练习任务
1. 打印出关于猪婆婆的节选中从“8楼上有位瘦矮的老婆婆,在厨”到“不知她是怎么把猪弄去宰杀的。”的这一段，一字不改。
2. 从关于猪婆婆的节选结尾处往下续写。

节选
# # # # # # #

8楼上有位瘦矮的老婆婆,在厨房养了一头猪吸引着女儿常去。女儿口齿不很清楚地常常提到她,叫她猪婆婆,甚至也拉我上去看过。

这位婆婆姓啥我至今都不知道,似乎是独自一人生活。她的猪养得很干净,黑溜溜的躺在厨房擦得光亮亮的水泥地上,没有固定的食槽,每顿端食盆喂,完了还得擦嘴抹脸的,全无乡下猪圈的脏乱臭。那猪倒有些像婆婆的宠物。

婆婆有时也会来家收集点泔水,过年杀猪了还送来一小块肉。真不知她是怎么把猪弄去宰杀的。

# # # # # # #

所给条目
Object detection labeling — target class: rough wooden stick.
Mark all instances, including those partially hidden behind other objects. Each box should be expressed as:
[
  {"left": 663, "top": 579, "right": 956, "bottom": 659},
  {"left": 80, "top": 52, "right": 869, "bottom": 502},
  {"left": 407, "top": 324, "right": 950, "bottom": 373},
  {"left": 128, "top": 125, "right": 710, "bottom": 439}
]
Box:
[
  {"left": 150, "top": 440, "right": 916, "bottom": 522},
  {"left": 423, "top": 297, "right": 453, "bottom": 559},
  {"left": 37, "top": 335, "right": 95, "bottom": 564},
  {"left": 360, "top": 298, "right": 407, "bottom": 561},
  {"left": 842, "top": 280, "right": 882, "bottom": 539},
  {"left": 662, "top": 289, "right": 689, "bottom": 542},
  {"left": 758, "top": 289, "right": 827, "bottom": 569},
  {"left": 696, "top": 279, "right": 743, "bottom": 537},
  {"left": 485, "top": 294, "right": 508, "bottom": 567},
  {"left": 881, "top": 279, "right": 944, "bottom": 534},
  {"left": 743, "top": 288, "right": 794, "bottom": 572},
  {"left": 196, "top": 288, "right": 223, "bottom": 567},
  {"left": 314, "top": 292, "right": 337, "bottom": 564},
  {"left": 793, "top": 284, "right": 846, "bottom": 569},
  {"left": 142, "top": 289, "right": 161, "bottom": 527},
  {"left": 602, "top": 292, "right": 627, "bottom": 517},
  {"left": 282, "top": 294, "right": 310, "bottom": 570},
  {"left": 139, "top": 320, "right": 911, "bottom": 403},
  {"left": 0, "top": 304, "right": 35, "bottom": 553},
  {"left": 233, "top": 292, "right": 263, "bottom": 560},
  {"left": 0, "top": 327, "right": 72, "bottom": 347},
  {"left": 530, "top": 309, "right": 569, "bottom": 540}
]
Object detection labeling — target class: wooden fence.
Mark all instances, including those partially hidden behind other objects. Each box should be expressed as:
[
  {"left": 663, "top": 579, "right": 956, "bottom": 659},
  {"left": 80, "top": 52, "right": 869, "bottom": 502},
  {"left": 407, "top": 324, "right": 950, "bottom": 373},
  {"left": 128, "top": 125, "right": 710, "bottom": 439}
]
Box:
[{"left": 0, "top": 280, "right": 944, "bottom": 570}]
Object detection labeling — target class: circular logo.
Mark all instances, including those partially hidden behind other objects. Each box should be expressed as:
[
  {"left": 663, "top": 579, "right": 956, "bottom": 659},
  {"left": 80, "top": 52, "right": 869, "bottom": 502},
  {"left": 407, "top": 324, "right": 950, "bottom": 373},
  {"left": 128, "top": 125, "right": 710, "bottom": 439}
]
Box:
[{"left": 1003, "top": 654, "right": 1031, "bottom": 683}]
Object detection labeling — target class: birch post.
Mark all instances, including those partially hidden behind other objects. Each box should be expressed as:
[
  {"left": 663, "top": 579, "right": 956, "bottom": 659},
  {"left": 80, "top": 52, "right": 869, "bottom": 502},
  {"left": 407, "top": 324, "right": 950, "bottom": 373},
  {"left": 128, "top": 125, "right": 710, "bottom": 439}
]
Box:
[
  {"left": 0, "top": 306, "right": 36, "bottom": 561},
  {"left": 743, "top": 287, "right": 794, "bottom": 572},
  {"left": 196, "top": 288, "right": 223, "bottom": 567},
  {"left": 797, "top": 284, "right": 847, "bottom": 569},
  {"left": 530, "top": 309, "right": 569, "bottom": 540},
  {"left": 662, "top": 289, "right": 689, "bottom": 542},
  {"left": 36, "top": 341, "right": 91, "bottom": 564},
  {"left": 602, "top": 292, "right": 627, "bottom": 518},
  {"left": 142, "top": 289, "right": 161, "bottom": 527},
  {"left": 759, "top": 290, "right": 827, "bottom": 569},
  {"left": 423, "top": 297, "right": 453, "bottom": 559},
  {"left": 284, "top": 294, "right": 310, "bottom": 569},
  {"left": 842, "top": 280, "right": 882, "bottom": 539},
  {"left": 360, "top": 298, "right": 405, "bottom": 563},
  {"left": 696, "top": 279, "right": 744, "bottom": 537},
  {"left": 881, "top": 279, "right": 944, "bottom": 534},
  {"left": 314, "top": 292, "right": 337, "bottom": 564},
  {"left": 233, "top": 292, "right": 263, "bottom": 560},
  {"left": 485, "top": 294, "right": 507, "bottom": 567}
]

# # # # # # #

参考答案
1.
8楼上有位瘦矮的老婆婆,在厨房养了一头猪吸引着女儿常去。女儿口齿不很清楚地常常提到她,叫她猪婆婆,甚至也拉我上去看过。

这位婆婆姓啥我至今都不知道,似乎是独自一人生活。她的猪养得很干净,黑溜溜的躺在厨房擦得光亮亮的水泥地上,没有固定的食槽,每顿端食盆喂,完了还得擦嘴抹脸的,全无乡下猪圈的脏乱臭。那猪倒有些像婆婆的宠物。

婆婆有时也会来家收集点泔水,过年杀猪了还送来一小块肉。真不知她是怎么把猪弄去宰杀的。

2.
猪婆婆隔壁住着唤作秋林的母子,秋林是个大约四五岁的漂亮男孩,喜欢来我家找女儿玩,男孩的母亲大约三十岁左右,在自家帮人带一个全托的婴儿。她长得眉清目秀,脾气温和,做事手脚麻利又很爱孩子,难怪婴孩的父母放心把孩子托养给她呢。尝够找保姆苦恼的我那时真羡慕婴孩父母。

四楼有户奇怪的人家,门经常大开着,里面空落落的,似乎只住着一个30来岁黑蛮蛮的壮实男子,他常坐在门边发呆。我们从没见他给谁打过招呼说笑过,总阴着一张带有羊毛卷儿的国字脸,穿着还整洁,经常西装领带配一双杏色皮鞋,挺神秘。听封大妈说他原本是裁缝,大概谈对象出了问题受刺激变成了这样。

我们每次路过,都不敢拿正眼看他,总是匆匆过去,他却常端坐门口,冷冷地瞄一眼过往的人。现在细想起来,可能就是心理问题没得到纾解,又缺乏亲友关心理解,不知后来怎样了?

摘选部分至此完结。